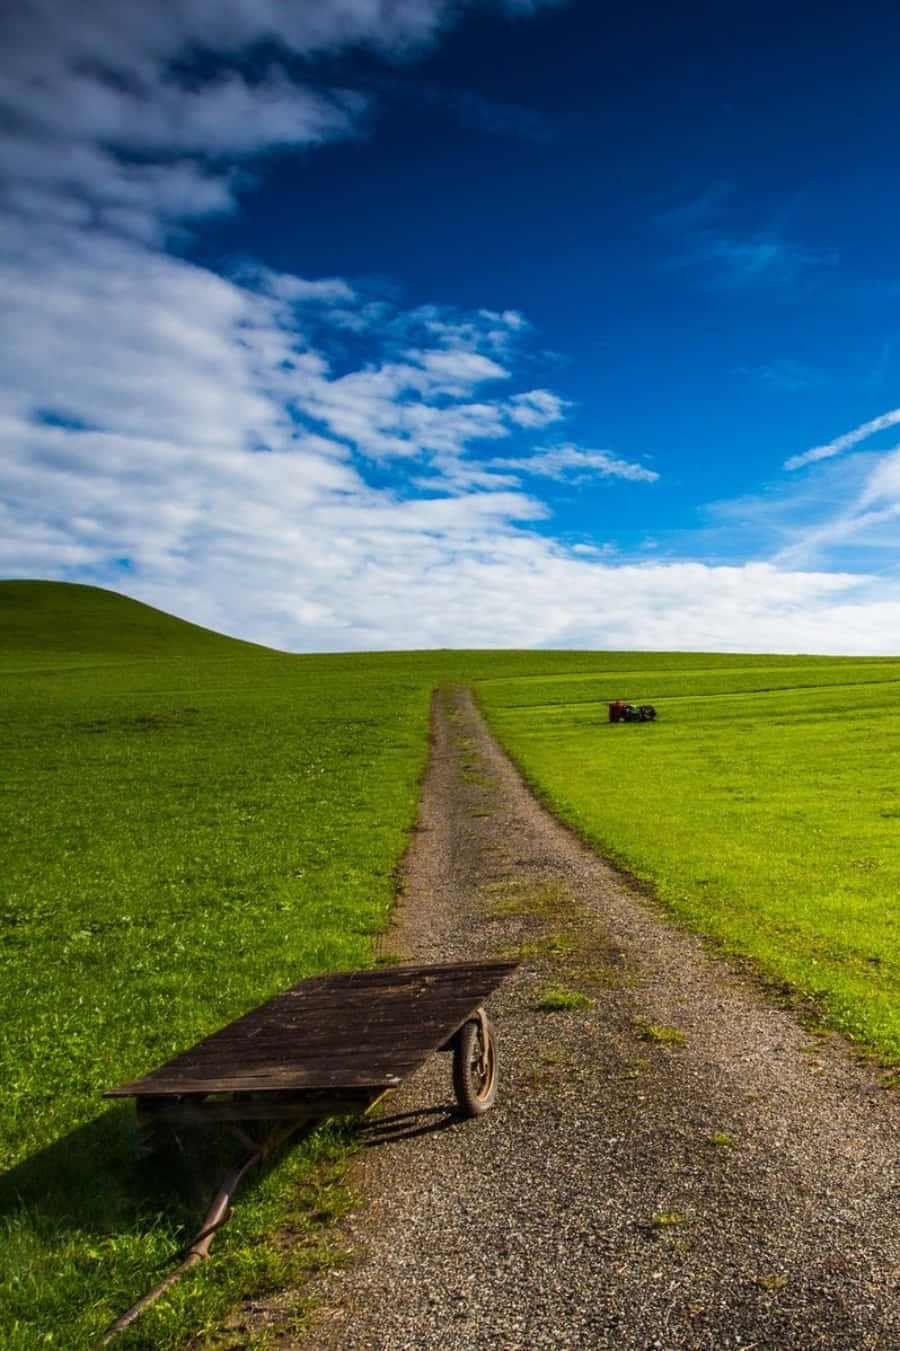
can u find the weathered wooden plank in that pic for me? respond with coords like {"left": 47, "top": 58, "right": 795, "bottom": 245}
{"left": 111, "top": 1056, "right": 426, "bottom": 1096}
{"left": 231, "top": 966, "right": 507, "bottom": 1005}
{"left": 162, "top": 1005, "right": 465, "bottom": 1041}
{"left": 126, "top": 1000, "right": 487, "bottom": 1058}
{"left": 181, "top": 973, "right": 510, "bottom": 1022}
{"left": 136, "top": 1058, "right": 436, "bottom": 1084}
{"left": 106, "top": 961, "right": 516, "bottom": 1101}
{"left": 202, "top": 962, "right": 508, "bottom": 1010}
{"left": 150, "top": 1023, "right": 461, "bottom": 1064}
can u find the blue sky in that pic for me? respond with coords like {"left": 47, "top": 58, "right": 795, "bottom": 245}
{"left": 3, "top": 0, "right": 900, "bottom": 652}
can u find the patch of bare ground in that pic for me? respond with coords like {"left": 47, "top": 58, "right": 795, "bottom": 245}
{"left": 234, "top": 686, "right": 899, "bottom": 1350}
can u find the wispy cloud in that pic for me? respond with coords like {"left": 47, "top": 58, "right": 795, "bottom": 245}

^^^^^^^^^^^^^^^^

* _WHAT YOU NEED TO DO_
Could you return the whole listing exactly, with every picture removed?

* _TASK SOLUTION_
can u find the weathered wooden plank in that pic for me? respond with coords like {"left": 47, "top": 58, "right": 795, "bottom": 245}
{"left": 111, "top": 1056, "right": 426, "bottom": 1096}
{"left": 231, "top": 966, "right": 507, "bottom": 1005}
{"left": 162, "top": 1005, "right": 465, "bottom": 1041}
{"left": 126, "top": 1000, "right": 487, "bottom": 1058}
{"left": 181, "top": 973, "right": 510, "bottom": 1022}
{"left": 136, "top": 1058, "right": 436, "bottom": 1084}
{"left": 106, "top": 961, "right": 516, "bottom": 1101}
{"left": 202, "top": 962, "right": 508, "bottom": 1010}
{"left": 150, "top": 1023, "right": 461, "bottom": 1064}
can u find the blue sky in that pic for me? respond with coords like {"left": 47, "top": 58, "right": 795, "bottom": 245}
{"left": 3, "top": 0, "right": 900, "bottom": 652}
can u find the patch of bare ground in that pic for me? respond with coords like {"left": 47, "top": 58, "right": 795, "bottom": 245}
{"left": 234, "top": 686, "right": 899, "bottom": 1350}
can u find the wispy cloud in that pic for me? respond with coords like {"left": 47, "top": 58, "right": 795, "bottom": 245}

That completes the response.